A question of citizenship.

datePosted on 13:16, January 30th, 2012 by Pablo

I am a US citizen permanent resident in NZ. I got here on  a normal (i.e. not a business or student) visa after going through a “good character” check and because there was an employer vouching for me. I am now beginning the process of taking out NZ citizenship and am amazed by the level of detail and bureaucratic hurdles I need to go through to get it after living in NZ for nearly 15 years (things like the names and last addresses of my long deceased parents and name and address of my long-divorced American ex-wife are just the start). The process is said to take 6-12 months and I need to surrender my US passport during that time. I guess that is a good thing as it verifies my bonafides.

I say this because I have read reports that Mr. Kim Dotcom, the Jabba the Hut of the internet world according to the US government, purportedly has a NZ passport. He also apparently has a Hong Kong passport as well as that of his birth country Germany. These are said to be legitimate, not fraudulent passports.

My understanding is that you have to be a NZ citizen to hold a NZ passport, and that applies even though one may have entered the country in the investor plus scheme by buying 10 million dollars of NZ government bonds. This makes me curious because Mr. Dotcom arrived in NZ in 2010, which means he was granted citizenship very quickly (as a contrast, a friend of mine of British birth lived in NZ for 30 years, married a Kiwi, served in various official roles including as a JP, and it still took him a year to get his NZ citizenship even though he has never been arrested anywhere and had several NZ people of import vouching for his good character). I am thus curious as to how, with his prior convictions and assorted other odd baggage, Mr. Dotcom managed to get a NZ passport so quickly, especially if there are residency and character requirements involved in acquiring citizenship and he is not claiming refugee status. I also wonder if he surrendered his foreign passports during the time his application was being processed because I have read that he traveled extensively after his arrival in NZ.

I also understand that in order to be an MP one has to be a citizen. I remember some minor scandals a few years back surrounding MPs who turned out to be non-citizens, something that forced their resignations. That also makes me curious because there is a new list National MP who may or may not be a NZ citizen as far as I know. He is a decent chap for a Righty and certainly will improve the intellectual calibre of the NAT backbenches, so good on him for making a go of it. But I am not sure that he is a citizen even though he arrived in NZ about a decade ago. I could be wrong and certainly harbor him no malice, but wonder if all the ticks were checked off on his citizenship prior to the election.

:::

Problems to work on:
**1)** According to the citizenship post, how long is the citizenship process said to take?
**2)** Copy the stretch of the citizenship post from "I am a US citizen" through "verifies my bonafides.".

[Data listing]
:::

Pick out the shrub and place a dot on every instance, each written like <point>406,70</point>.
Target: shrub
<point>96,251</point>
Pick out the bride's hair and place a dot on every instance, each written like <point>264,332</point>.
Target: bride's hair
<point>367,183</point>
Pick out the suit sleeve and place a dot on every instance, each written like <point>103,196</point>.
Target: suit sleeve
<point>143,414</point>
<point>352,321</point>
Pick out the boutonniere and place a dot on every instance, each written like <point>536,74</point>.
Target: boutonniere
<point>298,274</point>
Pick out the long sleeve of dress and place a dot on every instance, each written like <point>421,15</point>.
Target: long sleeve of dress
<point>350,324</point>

:::

Task answers:
**1)** 6-12 months

**2)**
I am a US citizen permanent resident in NZ. I got here on  a normal (i.e. not a business or student) visa after going through a “good character” check and because there was an employer vouching for me. I am now beginning the process of taking out NZ citizenship and am amazed by the level of detail and bureaucratic hurdles I need to go through to get it after living in NZ for nearly 15 years (things like the names and last addresses of my long deceased parents and name and address of my long-divorced American ex-wife are just the start). The process is said to take 6-12 months and I need to surrender my US passport during that time. I guess that is a good thing as it verifies my bonafides.